→ **Textauszug**:
----------

Gericht: Oberlandesgericht München
Beschluss verkündet am 04.08.2009
Aktenzeichen: 32 Wx 33/09
Rechtsgebiete: BGB, FGG, ZPO


Vorschriften:

BGB § 157
BGB § 328 Abs. 1
FGG § 27 Abs. 1 S. 2
ZPO § 546
1. Die Auslegung von Individualverträgen durch den Tatrichter kann vom Gericht der weiteren Beschwerde grundsätzlich nur darauf geprüft werden, ob der Auslegungsstoff vollständig berücksichtigt worden ist, ob gesetzliche oder allgemein anerkannte Auslegungsregeln, die Denkgesetze oder allgemeine Erfahrungssätze verletzt sind oder ob die Auslegung auf Verfahrensfehlern beruht; zu den anerkannten Auslegungsregeln gehört insbesondere die Berücksichtigung des mit der Absprache verfolgten Zwecks und der Interessenlage der Parteien.

2. Enthält ein Wohnungseigentumskaufvertrag entgegen der Teilungserklärung die Bestimmung, dass der Käufer die Durchführung von baulichen Maßnahmen duldet und diesen hiermit zustimmt, so enthält dieser Vertrag bei interessengerechter Auslegung regelmäßig ein "pactum de non petendo", das Anträge (bzw. Klagen) auf Beseitigung des durch diese Maßnahmen bestimmungsgemäß zu Stande gekommenen Zustandes und auf Feststellung der Rechtwidrigkeit eines solchen Zustandes unzulässig macht. Die vertragliche Duldungspflicht und das "pactum de non petendo" wirken regelmäßig auch zugunsten des jeweiligen Eigentümers der Wohnung.


OBERLANDESGERICHT MÜNCHEN BESCHLUSS

Aktenzeichen: 32 Wx 033/09

Der 32. Zivilsenat des Oberlandesgerichts München hat unter Mitwirkung der Richterin am Oberlandesgericht Dr. Wiringer-Seiler als Vorsitzender, des Richters am Oberlandesgericht Gierl und des Richters am Oberlandesgericht Wimmer

am 4. August 2009

in der Wohnungseigentumssache

auf die sofortige weitere Beschwerde der Antragsgegnerin

beschlossen:

Tenor:

I. Auf die sofortige weitere Beschwerde wird der Beschluss des Landgerichts Nürnberg-Fürth vom 18. März 2009 mit Ausnahme der Geschäftswertfestsetzung aufgehoben.

II. Die sofortige Beschwerde gegen den Beschluss des Amtsgerichts Nürnberg vom 7. Juli 2008 wird zurückgewiesen.

----------

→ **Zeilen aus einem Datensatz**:

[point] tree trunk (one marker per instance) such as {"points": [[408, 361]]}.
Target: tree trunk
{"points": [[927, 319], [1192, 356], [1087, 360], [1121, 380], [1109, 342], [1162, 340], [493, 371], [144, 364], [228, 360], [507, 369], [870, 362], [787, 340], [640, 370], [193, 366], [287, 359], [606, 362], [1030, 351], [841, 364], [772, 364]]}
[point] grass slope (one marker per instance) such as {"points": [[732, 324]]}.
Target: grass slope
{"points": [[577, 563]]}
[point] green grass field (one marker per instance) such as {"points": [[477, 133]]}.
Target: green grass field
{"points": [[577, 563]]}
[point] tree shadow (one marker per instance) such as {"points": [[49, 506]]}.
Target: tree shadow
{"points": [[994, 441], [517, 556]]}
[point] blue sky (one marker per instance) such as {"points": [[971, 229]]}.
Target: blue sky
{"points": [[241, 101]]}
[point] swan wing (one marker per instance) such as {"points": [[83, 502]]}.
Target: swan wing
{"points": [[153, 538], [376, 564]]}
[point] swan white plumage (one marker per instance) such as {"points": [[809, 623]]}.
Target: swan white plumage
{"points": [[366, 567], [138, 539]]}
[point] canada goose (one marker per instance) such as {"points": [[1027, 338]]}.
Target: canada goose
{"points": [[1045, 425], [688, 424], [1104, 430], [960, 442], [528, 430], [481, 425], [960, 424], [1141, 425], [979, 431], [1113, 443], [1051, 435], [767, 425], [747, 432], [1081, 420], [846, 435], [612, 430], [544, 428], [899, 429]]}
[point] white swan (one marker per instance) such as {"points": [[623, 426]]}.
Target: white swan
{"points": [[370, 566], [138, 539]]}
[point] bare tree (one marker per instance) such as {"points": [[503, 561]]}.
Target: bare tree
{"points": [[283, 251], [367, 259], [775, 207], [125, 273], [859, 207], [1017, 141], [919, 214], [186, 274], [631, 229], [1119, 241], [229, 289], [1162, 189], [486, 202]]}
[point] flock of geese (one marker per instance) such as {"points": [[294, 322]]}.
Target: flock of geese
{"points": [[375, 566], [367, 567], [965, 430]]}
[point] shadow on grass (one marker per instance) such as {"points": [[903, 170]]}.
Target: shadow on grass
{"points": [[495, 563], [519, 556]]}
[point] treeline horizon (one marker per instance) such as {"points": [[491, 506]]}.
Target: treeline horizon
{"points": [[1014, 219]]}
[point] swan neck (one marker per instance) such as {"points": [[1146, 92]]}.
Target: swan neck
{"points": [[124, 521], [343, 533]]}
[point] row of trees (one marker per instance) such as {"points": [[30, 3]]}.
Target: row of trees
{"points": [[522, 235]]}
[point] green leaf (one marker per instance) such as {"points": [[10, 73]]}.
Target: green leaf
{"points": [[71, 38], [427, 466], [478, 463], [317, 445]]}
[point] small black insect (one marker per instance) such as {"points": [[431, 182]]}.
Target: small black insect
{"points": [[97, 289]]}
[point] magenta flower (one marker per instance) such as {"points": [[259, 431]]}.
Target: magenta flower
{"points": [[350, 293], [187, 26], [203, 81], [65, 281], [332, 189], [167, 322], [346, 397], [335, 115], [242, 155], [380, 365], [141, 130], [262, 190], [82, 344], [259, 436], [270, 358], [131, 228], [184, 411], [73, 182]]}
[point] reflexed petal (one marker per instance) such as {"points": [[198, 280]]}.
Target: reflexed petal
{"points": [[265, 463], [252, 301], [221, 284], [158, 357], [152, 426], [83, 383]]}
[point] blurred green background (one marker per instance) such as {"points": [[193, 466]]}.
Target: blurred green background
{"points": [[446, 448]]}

----------

→ **Ziel**:
Übertrage den Abschnitt des Gerichtsbeschlusses wortgetreu: Setze bei den Worten „auf die sofortige weitere Beschwerde der“ ein und ende nach „2008 wird zurückgewiesen.“.

→ **Antwort zur Aufgabe**:
auf die sofortige weitere Beschwerde der Antragsgegnerin

beschlossen:

Tenor:

I. Auf die sofortige weitere Beschwerde wird der Beschluss des Landgerichts Nürnberg-Fürth vom 18. März 2009 mit Ausnahme der Geschäftswertfestsetzung aufgehoben.

II. Die sofortige Beschwerde gegen den Beschluss des Amtsgerichts Nürnberg vom 7. Juli 2008 wird zurückgewiesen.